● Extracted text
::::

In 1973 Phil was diagnosed with lung cancer. He spent much of the following Summer in bed in his dining room and died with his mother present later in the year. He had kept the diagnosis a secret from Grammie along with it's prognosis till the end.
31 Palmer Street
Tuesday, March 11, 2008
Mike et al
Monday, March 10, 2008
The Six Brothers
This is a picture of Rosa Cusalito and Giuseppi Cafarella
Col. Joe Cafarella said that he came home on leave and found both his grandmother and his Uncle John in coffins in the family parlor. These are the parents of the seven Cafarella siblings.
My friend Maria Salvi has recently sent me some information concerning Giuseppi's father.

::::

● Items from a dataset

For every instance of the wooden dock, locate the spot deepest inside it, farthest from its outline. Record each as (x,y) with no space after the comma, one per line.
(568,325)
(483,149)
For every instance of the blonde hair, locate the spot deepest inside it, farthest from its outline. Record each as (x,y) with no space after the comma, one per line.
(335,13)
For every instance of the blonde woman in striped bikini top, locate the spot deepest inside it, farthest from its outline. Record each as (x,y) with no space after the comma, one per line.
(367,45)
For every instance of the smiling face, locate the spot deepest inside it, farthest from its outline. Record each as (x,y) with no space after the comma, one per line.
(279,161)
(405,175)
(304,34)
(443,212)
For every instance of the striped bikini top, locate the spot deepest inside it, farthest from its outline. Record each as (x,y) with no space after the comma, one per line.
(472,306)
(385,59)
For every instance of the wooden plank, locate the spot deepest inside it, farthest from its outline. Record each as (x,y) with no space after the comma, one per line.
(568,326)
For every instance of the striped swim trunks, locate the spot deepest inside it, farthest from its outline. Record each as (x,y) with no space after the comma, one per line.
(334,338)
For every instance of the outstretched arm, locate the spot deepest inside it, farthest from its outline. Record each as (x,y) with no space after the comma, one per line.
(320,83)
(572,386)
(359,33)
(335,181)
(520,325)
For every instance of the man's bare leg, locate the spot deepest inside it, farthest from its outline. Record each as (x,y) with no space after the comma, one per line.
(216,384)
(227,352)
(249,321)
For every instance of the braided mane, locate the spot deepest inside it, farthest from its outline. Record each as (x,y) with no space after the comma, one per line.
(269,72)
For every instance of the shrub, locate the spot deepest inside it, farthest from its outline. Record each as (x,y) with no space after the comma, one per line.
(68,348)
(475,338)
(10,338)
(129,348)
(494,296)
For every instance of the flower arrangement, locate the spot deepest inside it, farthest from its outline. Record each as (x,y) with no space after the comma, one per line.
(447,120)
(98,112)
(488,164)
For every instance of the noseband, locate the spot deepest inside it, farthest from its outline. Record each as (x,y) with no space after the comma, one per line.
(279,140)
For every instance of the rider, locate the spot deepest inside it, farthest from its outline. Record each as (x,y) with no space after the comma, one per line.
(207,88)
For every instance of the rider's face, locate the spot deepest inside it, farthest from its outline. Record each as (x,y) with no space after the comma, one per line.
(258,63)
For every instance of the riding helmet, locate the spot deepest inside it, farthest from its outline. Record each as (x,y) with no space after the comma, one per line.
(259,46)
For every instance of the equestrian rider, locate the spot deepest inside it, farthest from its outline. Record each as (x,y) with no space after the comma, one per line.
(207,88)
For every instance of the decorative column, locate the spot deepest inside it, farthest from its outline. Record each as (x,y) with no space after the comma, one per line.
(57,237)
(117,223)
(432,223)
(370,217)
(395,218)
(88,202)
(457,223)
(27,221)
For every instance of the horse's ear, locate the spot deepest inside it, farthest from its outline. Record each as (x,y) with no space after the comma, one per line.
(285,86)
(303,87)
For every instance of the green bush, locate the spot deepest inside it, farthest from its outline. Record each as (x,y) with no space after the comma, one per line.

::::

● Task list
1. In the Cafarella family history text, what did Col. Joe Cafarella find when he came home on leave?
2. Pick up the Cafarella family history text after its last sentence and carry it on.

● Task-by-task outputs
1. He found his grandmother and his Uncle John in coffins in the family parlor.

2.
Obviously I do not have a photo, so I will place the info here. It seems that though some of the Cafarellas landed on Via Gelso in Malfa, the family previously came from Capofaro. This is only about four kilometers from Malfa, and is still a part of the commune. Therefore this is a rather fine distinction, but when you are looking for someone's house, it can make all the difference in the world. There is a Via Cafarella there in Capofaro, and the local church was Saint Anne.
Anyway, this info got me one step further in my quest for information. The entry is as follows: 1438870 Capo Salina: April 23, 1835 Gaetano Cafarella 40 Shoemaker and wife Giovanna Vasquez had a child and named him Domenico. Not really very much, but this confirms his wife's name, his profession and their first born child...Quite a jump forward.
Upon calling Jennie DeFina about this, she remembersed that in her childhood, relatives talked about U puntu Capo, referring to the town where the Cafarellas were from and that the church was St. Anne's.